[start of Source data]

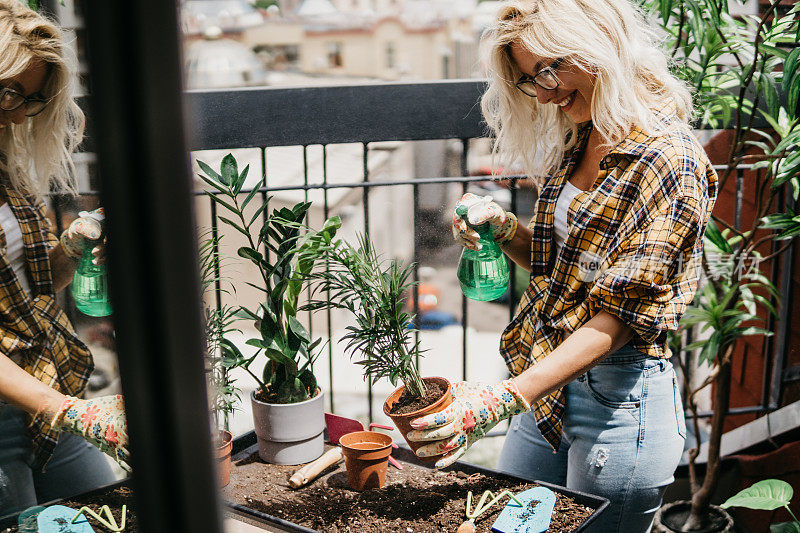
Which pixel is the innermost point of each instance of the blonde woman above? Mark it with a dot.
(581, 94)
(44, 367)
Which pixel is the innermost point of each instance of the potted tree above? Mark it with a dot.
(223, 393)
(374, 291)
(287, 404)
(738, 67)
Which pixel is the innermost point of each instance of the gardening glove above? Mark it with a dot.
(87, 228)
(101, 421)
(482, 209)
(475, 410)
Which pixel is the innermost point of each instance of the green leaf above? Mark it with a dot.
(790, 67)
(248, 253)
(234, 225)
(240, 180)
(259, 211)
(229, 170)
(298, 329)
(251, 195)
(755, 331)
(210, 172)
(785, 527)
(768, 495)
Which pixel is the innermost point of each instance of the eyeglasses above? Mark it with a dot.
(545, 78)
(11, 100)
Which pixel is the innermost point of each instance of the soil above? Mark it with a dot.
(115, 499)
(407, 403)
(678, 515)
(414, 500)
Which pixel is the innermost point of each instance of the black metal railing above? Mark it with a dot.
(263, 118)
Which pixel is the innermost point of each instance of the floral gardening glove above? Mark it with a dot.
(87, 227)
(476, 409)
(482, 209)
(101, 421)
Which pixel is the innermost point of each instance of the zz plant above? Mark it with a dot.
(284, 252)
(374, 291)
(742, 68)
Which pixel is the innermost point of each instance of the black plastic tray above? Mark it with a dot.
(402, 454)
(405, 455)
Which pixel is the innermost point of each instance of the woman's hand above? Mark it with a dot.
(482, 210)
(101, 421)
(86, 228)
(475, 410)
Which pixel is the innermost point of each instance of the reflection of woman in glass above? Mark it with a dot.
(579, 93)
(44, 368)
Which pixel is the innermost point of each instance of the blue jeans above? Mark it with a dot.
(623, 438)
(75, 467)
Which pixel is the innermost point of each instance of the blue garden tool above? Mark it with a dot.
(473, 514)
(533, 516)
(58, 519)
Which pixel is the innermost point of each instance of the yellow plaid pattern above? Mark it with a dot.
(633, 250)
(33, 326)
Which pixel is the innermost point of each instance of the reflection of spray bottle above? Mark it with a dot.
(90, 283)
(483, 274)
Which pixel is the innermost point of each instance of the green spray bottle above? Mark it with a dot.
(483, 274)
(90, 282)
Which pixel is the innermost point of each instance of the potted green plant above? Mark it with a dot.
(373, 291)
(223, 394)
(738, 66)
(287, 404)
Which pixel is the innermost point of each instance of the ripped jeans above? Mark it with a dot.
(75, 467)
(623, 438)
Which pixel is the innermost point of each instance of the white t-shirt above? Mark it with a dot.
(15, 251)
(560, 225)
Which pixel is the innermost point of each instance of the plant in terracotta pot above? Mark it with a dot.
(287, 404)
(223, 394)
(745, 71)
(382, 338)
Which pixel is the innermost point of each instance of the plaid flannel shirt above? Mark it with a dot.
(34, 328)
(634, 249)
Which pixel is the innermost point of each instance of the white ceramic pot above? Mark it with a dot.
(291, 433)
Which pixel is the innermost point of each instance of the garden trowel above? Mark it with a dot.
(341, 425)
(532, 517)
(58, 519)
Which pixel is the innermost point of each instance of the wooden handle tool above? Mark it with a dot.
(314, 468)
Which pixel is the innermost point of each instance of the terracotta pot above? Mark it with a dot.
(403, 422)
(671, 518)
(290, 433)
(366, 457)
(224, 457)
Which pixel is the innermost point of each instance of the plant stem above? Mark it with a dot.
(702, 498)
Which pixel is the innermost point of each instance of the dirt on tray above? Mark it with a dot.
(114, 498)
(414, 500)
(407, 403)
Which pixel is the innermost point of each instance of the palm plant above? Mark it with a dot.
(374, 291)
(223, 393)
(738, 66)
(291, 252)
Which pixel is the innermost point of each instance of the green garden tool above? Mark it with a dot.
(472, 515)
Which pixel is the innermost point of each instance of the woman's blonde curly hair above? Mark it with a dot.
(36, 155)
(611, 40)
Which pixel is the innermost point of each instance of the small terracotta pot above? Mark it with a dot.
(670, 518)
(403, 422)
(224, 457)
(366, 457)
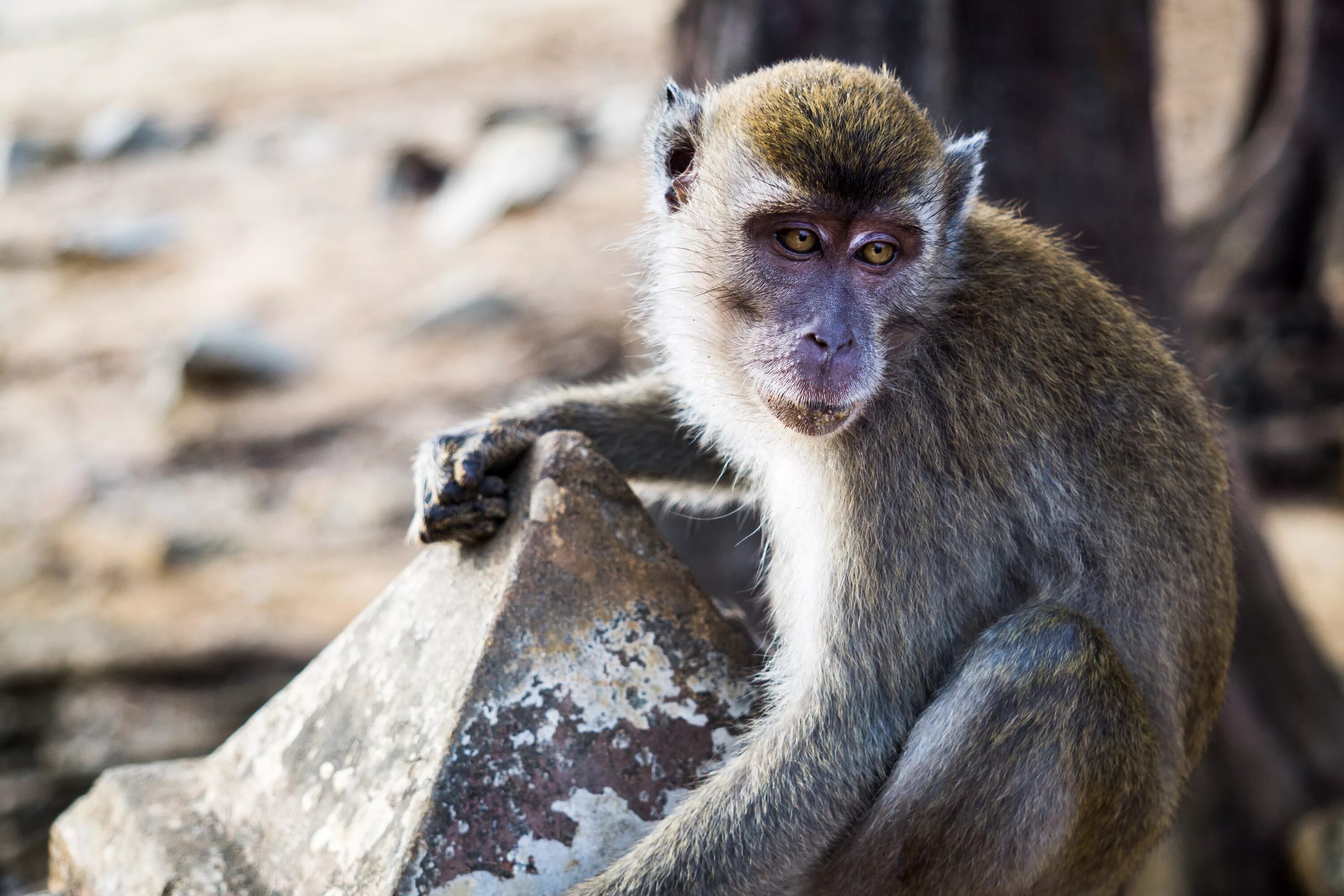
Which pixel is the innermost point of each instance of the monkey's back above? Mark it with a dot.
(1103, 447)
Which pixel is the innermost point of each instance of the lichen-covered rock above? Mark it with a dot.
(504, 719)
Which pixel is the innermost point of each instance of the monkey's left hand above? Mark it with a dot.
(459, 495)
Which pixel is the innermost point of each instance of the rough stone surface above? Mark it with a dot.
(504, 719)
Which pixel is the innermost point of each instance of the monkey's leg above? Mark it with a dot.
(459, 485)
(1034, 771)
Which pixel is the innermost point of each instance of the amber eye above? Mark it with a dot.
(797, 241)
(877, 253)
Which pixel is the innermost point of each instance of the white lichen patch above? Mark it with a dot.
(547, 501)
(605, 828)
(620, 673)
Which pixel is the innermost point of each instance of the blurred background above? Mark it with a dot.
(253, 250)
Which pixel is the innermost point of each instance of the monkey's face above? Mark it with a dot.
(814, 292)
(801, 220)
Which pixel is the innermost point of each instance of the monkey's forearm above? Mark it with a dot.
(632, 424)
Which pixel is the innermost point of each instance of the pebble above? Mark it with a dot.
(237, 358)
(416, 174)
(117, 238)
(522, 159)
(467, 314)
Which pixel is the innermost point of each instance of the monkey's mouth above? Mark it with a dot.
(810, 418)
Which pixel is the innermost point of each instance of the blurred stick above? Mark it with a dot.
(1065, 89)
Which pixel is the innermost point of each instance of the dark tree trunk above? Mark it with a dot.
(1065, 90)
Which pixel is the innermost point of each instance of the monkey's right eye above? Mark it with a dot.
(797, 241)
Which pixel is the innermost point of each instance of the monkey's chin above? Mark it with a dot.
(811, 418)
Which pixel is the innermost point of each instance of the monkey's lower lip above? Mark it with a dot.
(810, 418)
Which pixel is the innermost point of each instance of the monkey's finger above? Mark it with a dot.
(448, 515)
(490, 449)
(478, 531)
(433, 470)
(492, 508)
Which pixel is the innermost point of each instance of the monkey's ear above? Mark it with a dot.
(964, 174)
(675, 134)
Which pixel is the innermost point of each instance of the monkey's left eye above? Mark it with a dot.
(877, 253)
(797, 241)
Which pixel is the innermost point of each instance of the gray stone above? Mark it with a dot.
(467, 314)
(414, 174)
(504, 719)
(236, 358)
(521, 160)
(23, 156)
(117, 238)
(119, 131)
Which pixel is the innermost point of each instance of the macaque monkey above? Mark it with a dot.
(996, 509)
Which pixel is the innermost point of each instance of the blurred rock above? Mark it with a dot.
(582, 358)
(354, 500)
(117, 238)
(119, 131)
(57, 734)
(467, 312)
(503, 719)
(108, 546)
(416, 174)
(619, 121)
(23, 555)
(25, 156)
(109, 723)
(522, 159)
(237, 358)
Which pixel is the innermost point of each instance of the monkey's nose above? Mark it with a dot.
(826, 345)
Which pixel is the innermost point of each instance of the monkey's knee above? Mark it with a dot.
(1034, 771)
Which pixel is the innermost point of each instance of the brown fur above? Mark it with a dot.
(1003, 587)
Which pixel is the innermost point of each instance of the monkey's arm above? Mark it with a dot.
(459, 488)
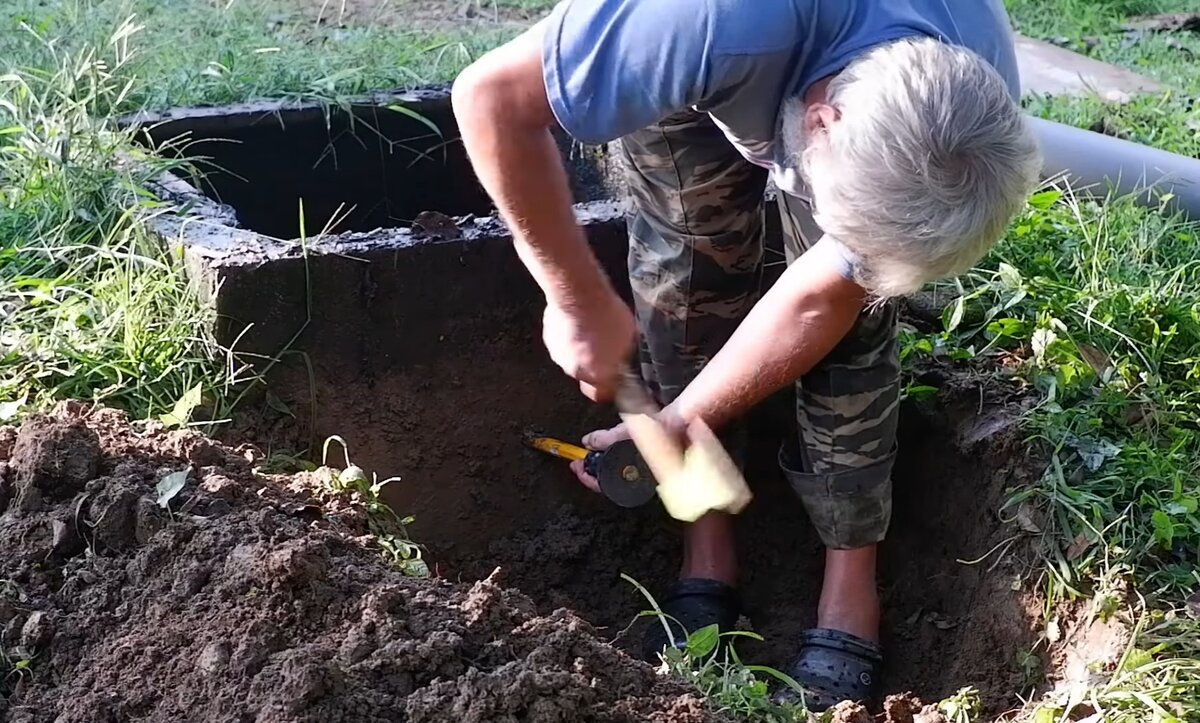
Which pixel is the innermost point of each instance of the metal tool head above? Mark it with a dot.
(624, 476)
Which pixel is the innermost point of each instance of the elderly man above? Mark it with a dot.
(892, 132)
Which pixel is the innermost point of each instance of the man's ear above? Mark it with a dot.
(817, 118)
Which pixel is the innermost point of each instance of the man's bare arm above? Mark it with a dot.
(504, 118)
(792, 328)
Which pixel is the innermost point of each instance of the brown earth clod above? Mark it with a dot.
(253, 613)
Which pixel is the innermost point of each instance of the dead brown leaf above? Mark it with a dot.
(1079, 545)
(942, 622)
(1175, 22)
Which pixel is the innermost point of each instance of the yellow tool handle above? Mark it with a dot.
(558, 448)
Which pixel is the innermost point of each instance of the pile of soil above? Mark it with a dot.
(255, 597)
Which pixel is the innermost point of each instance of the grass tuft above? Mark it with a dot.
(93, 306)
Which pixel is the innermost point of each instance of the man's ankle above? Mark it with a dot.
(850, 599)
(708, 550)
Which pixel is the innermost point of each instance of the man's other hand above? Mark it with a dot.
(592, 342)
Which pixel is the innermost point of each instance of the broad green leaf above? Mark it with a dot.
(1138, 658)
(955, 314)
(1044, 199)
(703, 641)
(1041, 342)
(1164, 530)
(169, 487)
(1183, 506)
(9, 410)
(1048, 715)
(181, 413)
(1009, 276)
(417, 117)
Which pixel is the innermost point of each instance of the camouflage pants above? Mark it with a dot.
(696, 268)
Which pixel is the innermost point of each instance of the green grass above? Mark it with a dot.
(1095, 306)
(193, 53)
(93, 305)
(1096, 29)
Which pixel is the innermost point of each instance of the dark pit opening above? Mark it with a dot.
(375, 163)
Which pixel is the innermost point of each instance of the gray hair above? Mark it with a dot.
(928, 163)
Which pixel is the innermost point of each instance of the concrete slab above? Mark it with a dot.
(1050, 70)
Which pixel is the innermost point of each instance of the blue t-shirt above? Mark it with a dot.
(615, 66)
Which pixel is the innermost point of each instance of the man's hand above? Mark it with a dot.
(591, 345)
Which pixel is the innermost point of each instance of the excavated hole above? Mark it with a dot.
(361, 168)
(427, 359)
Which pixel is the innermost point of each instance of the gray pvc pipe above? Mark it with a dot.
(1096, 163)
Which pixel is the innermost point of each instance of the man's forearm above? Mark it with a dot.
(505, 131)
(795, 326)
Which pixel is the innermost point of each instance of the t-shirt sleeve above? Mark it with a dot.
(615, 66)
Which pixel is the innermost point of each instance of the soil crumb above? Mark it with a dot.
(259, 598)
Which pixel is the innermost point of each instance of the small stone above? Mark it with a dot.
(36, 632)
(65, 538)
(214, 658)
(220, 487)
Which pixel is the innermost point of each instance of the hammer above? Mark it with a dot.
(690, 480)
(623, 474)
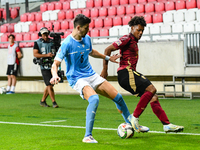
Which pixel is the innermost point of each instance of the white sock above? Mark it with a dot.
(8, 88)
(12, 88)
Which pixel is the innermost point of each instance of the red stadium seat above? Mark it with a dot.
(98, 23)
(89, 3)
(133, 1)
(98, 3)
(4, 38)
(66, 5)
(27, 37)
(112, 11)
(40, 25)
(106, 3)
(142, 1)
(76, 12)
(11, 28)
(48, 25)
(115, 2)
(86, 12)
(38, 16)
(61, 15)
(130, 9)
(71, 24)
(66, 33)
(191, 4)
(69, 14)
(139, 8)
(104, 32)
(117, 21)
(33, 26)
(57, 25)
(149, 1)
(31, 17)
(121, 10)
(4, 13)
(124, 2)
(64, 25)
(91, 25)
(14, 13)
(198, 4)
(157, 17)
(4, 28)
(159, 7)
(94, 12)
(169, 5)
(58, 6)
(94, 33)
(19, 37)
(126, 19)
(148, 18)
(24, 17)
(180, 5)
(44, 7)
(149, 8)
(34, 36)
(103, 11)
(51, 6)
(108, 22)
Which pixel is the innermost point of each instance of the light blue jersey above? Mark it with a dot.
(76, 53)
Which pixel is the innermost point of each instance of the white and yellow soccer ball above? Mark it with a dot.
(125, 130)
(3, 90)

[end of Source data]

## What the task requires
Can you convert the records into a JSON list of strings, starting at the line that contains "hammer above? Mark it with a dot." and ending at the last line of the records, with one string per line and no blank lines? Leave the pictures out.

## Answer below
[
  "Which pixel is the innermost point of each instance of the hammer above? Mark it with a dot.",
  "(690, 480)",
  "(623, 474)",
  "Which pixel is the innermost point of each instance of the white sock above? Mark it with a dot.",
  "(8, 88)",
  "(12, 88)",
  "Which pixel is the innermost point of each instance of the red stadium seat above? Mark it with a dot.",
  "(98, 23)",
  "(89, 3)",
  "(133, 1)",
  "(98, 3)",
  "(4, 38)",
  "(66, 5)",
  "(27, 37)",
  "(112, 11)",
  "(40, 25)",
  "(106, 3)",
  "(142, 1)",
  "(76, 12)",
  "(11, 28)",
  "(48, 25)",
  "(115, 2)",
  "(86, 12)",
  "(38, 16)",
  "(61, 15)",
  "(130, 9)",
  "(71, 24)",
  "(66, 33)",
  "(191, 4)",
  "(69, 14)",
  "(139, 8)",
  "(104, 32)",
  "(117, 21)",
  "(33, 26)",
  "(57, 25)",
  "(149, 1)",
  "(31, 17)",
  "(121, 10)",
  "(4, 13)",
  "(124, 2)",
  "(64, 25)",
  "(91, 25)",
  "(14, 13)",
  "(198, 4)",
  "(157, 17)",
  "(4, 28)",
  "(159, 7)",
  "(94, 12)",
  "(169, 5)",
  "(58, 6)",
  "(94, 33)",
  "(19, 37)",
  "(126, 19)",
  "(148, 18)",
  "(24, 17)",
  "(180, 5)",
  "(44, 7)",
  "(149, 8)",
  "(34, 36)",
  "(103, 11)",
  "(51, 6)",
  "(108, 22)",
  "Which pixel is the innermost point of each instance of the light blue jersey above? Mark it with a dot.",
  "(76, 53)",
  "Which pixel is the innermost point of each instance of the white and yellow soccer ball above? Mark it with a dot.",
  "(125, 130)",
  "(3, 90)"
]